▶ [ACTIVITY]: The answer must consist of every line below containing "dark".

▶ [RAW DATA]:
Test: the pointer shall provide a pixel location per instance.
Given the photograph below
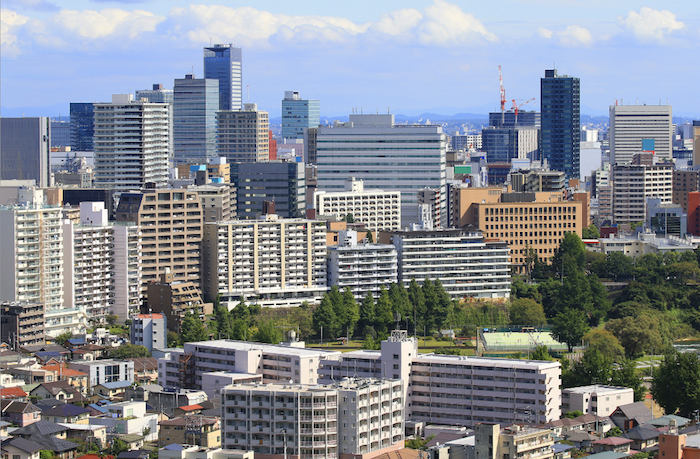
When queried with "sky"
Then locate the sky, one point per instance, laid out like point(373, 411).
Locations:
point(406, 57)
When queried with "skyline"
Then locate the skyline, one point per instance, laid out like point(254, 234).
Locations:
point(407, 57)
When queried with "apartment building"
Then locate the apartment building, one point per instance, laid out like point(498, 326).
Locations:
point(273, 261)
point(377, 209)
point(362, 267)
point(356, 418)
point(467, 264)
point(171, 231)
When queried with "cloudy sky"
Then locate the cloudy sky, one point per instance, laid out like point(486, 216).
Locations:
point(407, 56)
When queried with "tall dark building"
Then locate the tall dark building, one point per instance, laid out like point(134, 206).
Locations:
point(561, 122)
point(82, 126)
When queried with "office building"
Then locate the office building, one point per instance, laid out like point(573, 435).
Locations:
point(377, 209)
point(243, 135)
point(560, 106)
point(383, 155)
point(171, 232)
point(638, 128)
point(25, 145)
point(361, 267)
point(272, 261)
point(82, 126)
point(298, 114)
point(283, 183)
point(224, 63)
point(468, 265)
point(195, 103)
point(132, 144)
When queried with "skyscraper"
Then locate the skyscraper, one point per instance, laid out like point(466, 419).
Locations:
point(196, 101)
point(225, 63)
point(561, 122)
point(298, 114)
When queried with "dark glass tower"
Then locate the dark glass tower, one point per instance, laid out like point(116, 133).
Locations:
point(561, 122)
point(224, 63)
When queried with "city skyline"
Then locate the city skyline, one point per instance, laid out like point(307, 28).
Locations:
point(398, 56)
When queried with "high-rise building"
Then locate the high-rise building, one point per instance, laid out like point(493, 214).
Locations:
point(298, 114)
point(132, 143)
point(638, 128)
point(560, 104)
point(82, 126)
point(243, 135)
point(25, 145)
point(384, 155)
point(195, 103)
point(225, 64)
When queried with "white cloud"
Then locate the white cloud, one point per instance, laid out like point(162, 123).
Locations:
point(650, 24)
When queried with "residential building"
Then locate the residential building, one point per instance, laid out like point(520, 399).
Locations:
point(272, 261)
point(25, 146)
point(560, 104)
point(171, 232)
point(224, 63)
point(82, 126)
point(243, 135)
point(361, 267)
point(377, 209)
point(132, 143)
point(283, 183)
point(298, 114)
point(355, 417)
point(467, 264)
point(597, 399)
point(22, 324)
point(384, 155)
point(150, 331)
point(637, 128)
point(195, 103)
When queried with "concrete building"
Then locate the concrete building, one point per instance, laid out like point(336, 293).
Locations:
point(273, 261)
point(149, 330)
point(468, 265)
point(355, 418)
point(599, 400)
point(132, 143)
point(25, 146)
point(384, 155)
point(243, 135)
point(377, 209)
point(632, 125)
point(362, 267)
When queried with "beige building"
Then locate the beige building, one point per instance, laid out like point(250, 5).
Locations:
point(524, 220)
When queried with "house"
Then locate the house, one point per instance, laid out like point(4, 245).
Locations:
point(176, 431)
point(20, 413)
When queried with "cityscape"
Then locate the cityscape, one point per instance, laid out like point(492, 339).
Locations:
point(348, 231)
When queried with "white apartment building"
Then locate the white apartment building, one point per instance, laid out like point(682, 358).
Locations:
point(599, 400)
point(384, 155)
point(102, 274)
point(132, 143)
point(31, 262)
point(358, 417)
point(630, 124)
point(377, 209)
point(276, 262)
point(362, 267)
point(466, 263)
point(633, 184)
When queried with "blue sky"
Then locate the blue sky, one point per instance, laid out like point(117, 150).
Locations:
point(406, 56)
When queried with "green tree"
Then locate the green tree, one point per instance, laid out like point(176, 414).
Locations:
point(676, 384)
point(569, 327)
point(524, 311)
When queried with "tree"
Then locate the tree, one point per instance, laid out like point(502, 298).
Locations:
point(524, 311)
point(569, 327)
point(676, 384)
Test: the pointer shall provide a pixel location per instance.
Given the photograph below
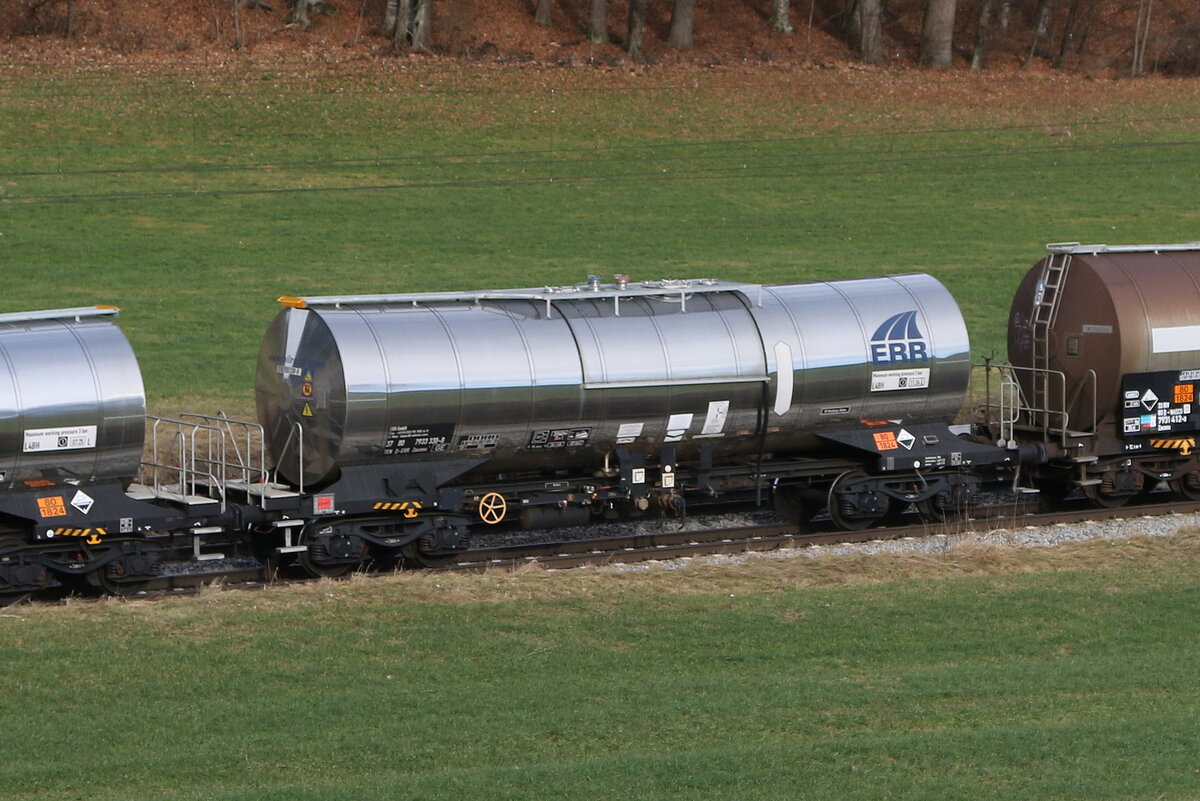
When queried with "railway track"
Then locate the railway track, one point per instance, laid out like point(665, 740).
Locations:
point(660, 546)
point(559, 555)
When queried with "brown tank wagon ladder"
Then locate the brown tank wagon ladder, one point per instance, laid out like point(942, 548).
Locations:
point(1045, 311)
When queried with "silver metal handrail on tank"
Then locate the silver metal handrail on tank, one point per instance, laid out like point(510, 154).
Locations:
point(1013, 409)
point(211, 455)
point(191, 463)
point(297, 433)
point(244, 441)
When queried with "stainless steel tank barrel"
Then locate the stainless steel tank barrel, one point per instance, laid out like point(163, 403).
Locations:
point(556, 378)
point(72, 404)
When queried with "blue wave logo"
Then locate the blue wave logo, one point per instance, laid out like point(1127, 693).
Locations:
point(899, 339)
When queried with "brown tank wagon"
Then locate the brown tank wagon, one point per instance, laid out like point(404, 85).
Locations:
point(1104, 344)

...

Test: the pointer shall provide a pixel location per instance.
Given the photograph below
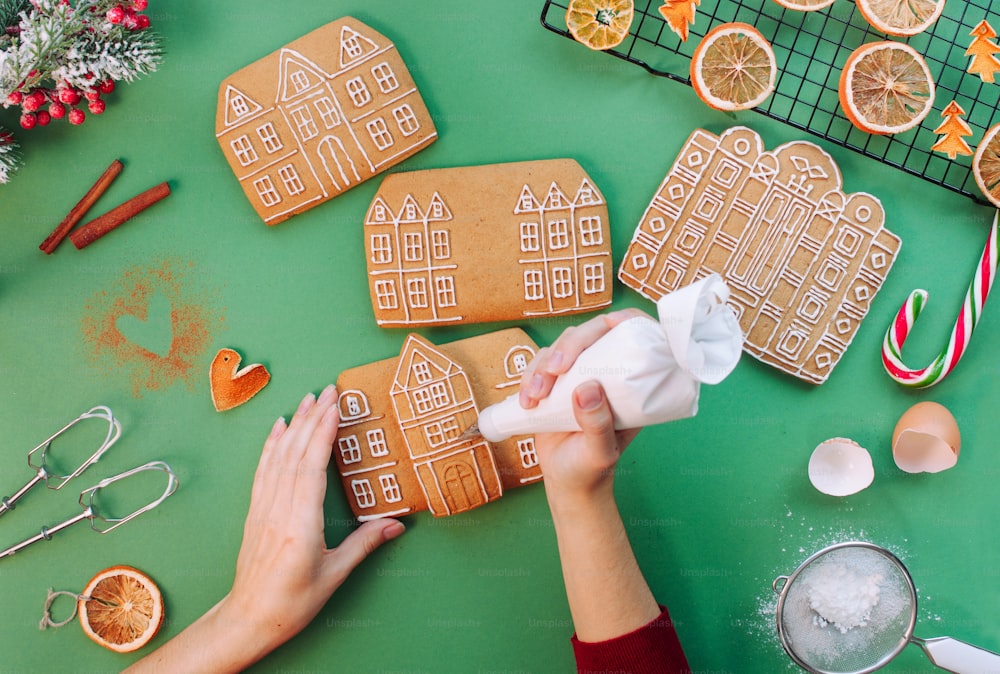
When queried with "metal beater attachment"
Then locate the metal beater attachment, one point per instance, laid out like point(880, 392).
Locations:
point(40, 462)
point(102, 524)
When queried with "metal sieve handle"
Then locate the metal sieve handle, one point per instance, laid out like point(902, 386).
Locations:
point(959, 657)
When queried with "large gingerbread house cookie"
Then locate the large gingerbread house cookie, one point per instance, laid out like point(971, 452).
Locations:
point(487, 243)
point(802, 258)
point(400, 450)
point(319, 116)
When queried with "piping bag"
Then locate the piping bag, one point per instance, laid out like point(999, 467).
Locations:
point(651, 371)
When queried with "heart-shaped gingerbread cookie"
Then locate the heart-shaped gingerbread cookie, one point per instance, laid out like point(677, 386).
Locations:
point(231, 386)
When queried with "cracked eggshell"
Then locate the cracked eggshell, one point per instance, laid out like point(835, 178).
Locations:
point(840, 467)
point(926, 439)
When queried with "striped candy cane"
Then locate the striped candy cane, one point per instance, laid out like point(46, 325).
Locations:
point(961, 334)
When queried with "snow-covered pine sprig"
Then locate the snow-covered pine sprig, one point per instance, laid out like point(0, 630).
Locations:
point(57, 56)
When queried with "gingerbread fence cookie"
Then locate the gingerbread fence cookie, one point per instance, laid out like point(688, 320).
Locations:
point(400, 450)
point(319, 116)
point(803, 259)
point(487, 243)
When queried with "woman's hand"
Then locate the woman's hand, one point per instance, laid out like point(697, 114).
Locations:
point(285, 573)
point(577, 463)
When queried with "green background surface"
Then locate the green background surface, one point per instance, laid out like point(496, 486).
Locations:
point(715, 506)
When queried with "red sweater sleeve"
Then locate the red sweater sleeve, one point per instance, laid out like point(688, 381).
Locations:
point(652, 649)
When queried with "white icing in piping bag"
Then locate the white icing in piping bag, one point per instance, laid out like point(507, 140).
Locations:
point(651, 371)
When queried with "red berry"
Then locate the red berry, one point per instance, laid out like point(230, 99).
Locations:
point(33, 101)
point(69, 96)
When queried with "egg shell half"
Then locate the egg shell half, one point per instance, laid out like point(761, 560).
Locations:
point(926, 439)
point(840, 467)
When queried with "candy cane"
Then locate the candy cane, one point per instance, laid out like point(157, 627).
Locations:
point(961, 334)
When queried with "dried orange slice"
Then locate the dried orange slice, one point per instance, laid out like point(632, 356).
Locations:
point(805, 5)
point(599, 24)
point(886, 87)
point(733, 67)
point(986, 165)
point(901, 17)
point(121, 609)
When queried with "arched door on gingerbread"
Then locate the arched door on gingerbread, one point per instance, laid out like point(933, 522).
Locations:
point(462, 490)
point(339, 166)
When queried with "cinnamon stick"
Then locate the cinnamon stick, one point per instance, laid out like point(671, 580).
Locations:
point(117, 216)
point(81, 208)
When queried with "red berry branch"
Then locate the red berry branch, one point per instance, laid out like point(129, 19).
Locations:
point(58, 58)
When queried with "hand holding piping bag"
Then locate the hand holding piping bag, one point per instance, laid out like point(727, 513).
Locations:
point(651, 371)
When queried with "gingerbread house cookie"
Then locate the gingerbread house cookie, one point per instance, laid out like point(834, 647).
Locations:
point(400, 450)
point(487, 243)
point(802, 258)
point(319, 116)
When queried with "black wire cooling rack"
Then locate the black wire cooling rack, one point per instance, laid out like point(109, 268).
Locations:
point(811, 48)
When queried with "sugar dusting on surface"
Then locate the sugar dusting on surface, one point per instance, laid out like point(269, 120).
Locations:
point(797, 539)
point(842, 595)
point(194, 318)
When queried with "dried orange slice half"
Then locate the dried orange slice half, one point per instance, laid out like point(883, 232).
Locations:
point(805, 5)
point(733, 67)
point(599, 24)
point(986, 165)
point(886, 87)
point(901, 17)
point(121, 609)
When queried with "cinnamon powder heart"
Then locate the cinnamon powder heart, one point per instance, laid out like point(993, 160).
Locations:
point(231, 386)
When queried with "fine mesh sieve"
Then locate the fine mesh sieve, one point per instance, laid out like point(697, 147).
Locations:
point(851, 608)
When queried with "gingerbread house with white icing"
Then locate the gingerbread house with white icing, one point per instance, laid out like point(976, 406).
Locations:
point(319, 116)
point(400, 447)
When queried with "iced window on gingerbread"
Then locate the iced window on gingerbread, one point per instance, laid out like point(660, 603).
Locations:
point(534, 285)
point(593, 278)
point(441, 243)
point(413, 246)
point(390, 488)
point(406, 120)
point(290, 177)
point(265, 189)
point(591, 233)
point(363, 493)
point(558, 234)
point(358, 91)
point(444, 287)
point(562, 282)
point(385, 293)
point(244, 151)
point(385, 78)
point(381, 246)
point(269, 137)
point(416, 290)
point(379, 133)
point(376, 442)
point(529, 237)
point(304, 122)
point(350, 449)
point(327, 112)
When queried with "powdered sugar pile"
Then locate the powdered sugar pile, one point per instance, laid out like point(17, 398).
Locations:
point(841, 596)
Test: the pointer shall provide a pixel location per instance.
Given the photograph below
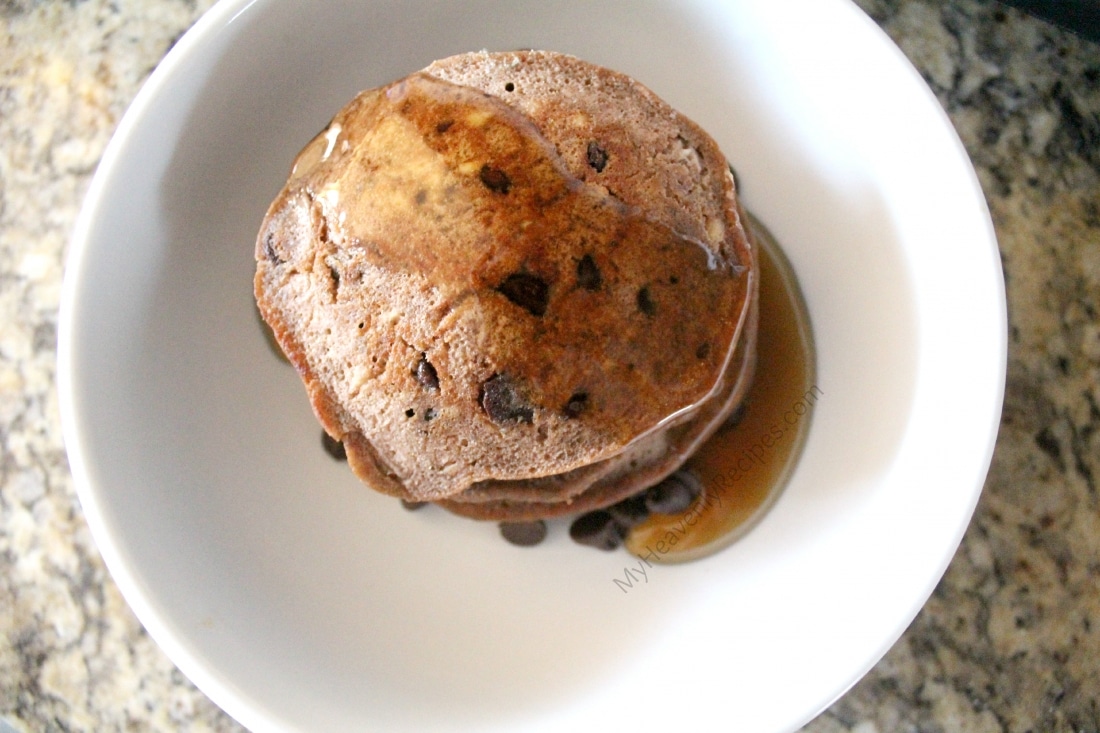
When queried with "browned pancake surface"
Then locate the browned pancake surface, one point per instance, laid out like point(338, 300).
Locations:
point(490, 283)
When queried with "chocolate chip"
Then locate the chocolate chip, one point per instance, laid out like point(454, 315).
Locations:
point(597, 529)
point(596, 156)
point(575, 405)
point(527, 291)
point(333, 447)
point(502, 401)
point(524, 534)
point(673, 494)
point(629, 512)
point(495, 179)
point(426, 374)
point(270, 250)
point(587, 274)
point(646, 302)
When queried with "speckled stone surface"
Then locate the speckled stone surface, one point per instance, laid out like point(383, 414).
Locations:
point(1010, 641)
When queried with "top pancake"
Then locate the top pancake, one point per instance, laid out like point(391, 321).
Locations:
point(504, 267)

▶ [COMPLETED TASK]:
When queried with "tall dark building"
Then locate the tall dark building, one point per instance, laid out like point(134, 206).
When queried with "dark glass tower"
Then locate the dark glass tower, one point per instance, laid out like point(116, 133).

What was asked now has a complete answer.